**PROBLEM TO WORK ON:**
There are pictures in the records below; leave them out and set down exactly the lines from the one holding "Query: red bell pepper" through the one holding "Q: Point to every instance of the door".
*** TASK INPUTS ***
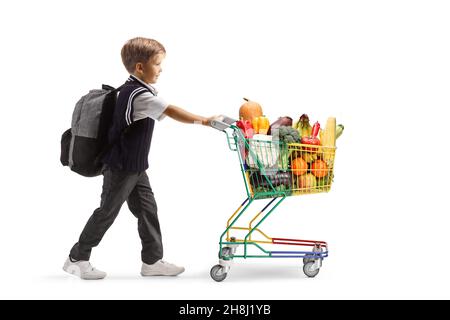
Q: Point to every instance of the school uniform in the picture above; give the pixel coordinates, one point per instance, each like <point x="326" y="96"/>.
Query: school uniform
<point x="124" y="176"/>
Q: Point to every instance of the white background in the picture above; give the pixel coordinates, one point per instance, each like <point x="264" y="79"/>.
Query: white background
<point x="381" y="67"/>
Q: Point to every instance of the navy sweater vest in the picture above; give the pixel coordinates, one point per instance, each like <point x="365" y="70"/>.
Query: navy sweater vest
<point x="130" y="139"/>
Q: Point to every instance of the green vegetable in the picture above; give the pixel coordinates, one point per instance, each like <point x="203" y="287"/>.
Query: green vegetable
<point x="286" y="135"/>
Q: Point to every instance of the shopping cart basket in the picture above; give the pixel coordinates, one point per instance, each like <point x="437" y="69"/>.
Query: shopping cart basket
<point x="272" y="170"/>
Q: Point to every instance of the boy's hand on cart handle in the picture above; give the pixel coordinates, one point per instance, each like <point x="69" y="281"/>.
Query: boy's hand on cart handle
<point x="207" y="121"/>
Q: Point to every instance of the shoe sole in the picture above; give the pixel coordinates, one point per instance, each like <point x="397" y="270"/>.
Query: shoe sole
<point x="75" y="271"/>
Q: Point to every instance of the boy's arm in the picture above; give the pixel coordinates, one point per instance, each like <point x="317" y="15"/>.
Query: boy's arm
<point x="184" y="116"/>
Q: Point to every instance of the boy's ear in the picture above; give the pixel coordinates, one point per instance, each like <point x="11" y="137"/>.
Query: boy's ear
<point x="139" y="67"/>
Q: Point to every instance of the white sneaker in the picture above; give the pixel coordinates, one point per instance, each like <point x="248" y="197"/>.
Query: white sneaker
<point x="160" y="268"/>
<point x="83" y="269"/>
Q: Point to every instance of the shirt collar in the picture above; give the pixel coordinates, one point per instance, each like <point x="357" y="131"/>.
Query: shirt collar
<point x="149" y="87"/>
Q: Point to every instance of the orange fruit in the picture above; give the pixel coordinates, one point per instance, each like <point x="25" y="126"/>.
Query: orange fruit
<point x="299" y="166"/>
<point x="319" y="168"/>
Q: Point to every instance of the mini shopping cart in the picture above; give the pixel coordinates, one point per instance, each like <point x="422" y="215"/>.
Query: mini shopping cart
<point x="273" y="170"/>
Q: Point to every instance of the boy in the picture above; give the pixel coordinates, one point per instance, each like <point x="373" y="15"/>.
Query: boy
<point x="124" y="176"/>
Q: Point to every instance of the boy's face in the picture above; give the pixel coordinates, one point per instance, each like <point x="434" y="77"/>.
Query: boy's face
<point x="149" y="71"/>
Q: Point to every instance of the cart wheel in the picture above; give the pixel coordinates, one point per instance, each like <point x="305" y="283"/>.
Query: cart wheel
<point x="227" y="252"/>
<point x="217" y="273"/>
<point x="308" y="269"/>
<point x="307" y="258"/>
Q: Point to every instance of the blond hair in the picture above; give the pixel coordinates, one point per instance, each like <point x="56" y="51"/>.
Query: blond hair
<point x="139" y="50"/>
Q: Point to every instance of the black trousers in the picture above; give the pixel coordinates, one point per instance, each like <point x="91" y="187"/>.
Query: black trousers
<point x="119" y="187"/>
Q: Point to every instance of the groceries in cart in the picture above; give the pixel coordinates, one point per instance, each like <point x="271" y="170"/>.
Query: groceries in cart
<point x="277" y="160"/>
<point x="288" y="157"/>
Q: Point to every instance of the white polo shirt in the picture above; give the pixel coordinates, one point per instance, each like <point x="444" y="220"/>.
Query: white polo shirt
<point x="148" y="104"/>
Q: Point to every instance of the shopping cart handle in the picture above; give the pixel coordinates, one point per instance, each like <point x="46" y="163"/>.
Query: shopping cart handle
<point x="222" y="122"/>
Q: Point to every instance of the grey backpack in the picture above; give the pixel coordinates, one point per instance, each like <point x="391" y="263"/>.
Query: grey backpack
<point x="84" y="144"/>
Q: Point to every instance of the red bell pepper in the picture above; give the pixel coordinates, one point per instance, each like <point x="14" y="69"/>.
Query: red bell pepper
<point x="313" y="140"/>
<point x="246" y="127"/>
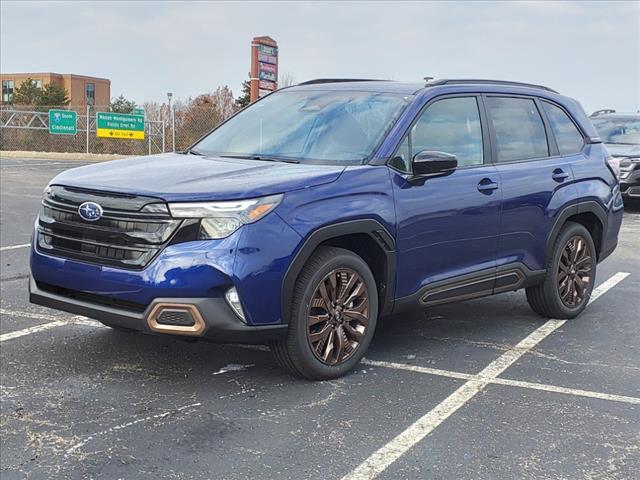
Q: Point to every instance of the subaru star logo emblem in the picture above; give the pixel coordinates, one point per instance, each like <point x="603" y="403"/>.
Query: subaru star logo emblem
<point x="90" y="211"/>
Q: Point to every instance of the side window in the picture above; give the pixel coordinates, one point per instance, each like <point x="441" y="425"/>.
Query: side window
<point x="518" y="128"/>
<point x="451" y="125"/>
<point x="568" y="137"/>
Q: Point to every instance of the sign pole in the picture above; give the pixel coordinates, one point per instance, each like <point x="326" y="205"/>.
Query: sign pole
<point x="163" y="129"/>
<point x="88" y="127"/>
<point x="173" y="127"/>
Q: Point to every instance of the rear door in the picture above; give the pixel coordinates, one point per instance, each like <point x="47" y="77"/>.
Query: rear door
<point x="448" y="226"/>
<point x="536" y="180"/>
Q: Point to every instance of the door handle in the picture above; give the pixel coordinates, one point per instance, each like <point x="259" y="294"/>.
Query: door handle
<point x="559" y="175"/>
<point x="487" y="185"/>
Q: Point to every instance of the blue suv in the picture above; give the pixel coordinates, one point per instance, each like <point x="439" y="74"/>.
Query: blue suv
<point x="309" y="215"/>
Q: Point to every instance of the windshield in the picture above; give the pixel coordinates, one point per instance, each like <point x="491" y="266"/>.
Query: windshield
<point x="618" y="130"/>
<point x="308" y="126"/>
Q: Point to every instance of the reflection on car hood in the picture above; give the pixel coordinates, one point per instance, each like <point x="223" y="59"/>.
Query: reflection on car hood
<point x="178" y="177"/>
<point x="617" y="150"/>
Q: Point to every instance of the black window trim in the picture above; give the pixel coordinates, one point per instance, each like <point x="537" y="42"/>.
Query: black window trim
***
**TASK SOLUTION:**
Query: red bell pepper
<point x="313" y="140"/>
<point x="246" y="127"/>
Q: Point to every instance of the subaru star logo emblem in the picture above; give the pixel coordinates, one point per instance, each like <point x="603" y="403"/>.
Query: subaru star logo emblem
<point x="90" y="211"/>
Q: Point to every instance of the side window in the picture above; give the pixel coordinates, one point per instance, each like <point x="441" y="425"/>.
Query: side window
<point x="518" y="128"/>
<point x="451" y="125"/>
<point x="568" y="137"/>
Q: Point to every instance of the sign pole in the picture above; give the pixel coordinates, one point per instance, each like <point x="326" y="205"/>.
Query: sign pole
<point x="163" y="129"/>
<point x="88" y="127"/>
<point x="173" y="127"/>
Q: Point to every instance of the rear door in the picture above; give the pixel coordinates, one point per instance, each like <point x="47" y="77"/>.
Query: rear door
<point x="448" y="226"/>
<point x="536" y="180"/>
Q: Point to every instance of the door handle in the picture above; give the pixel coordinates, one point per instance, each like <point x="259" y="294"/>.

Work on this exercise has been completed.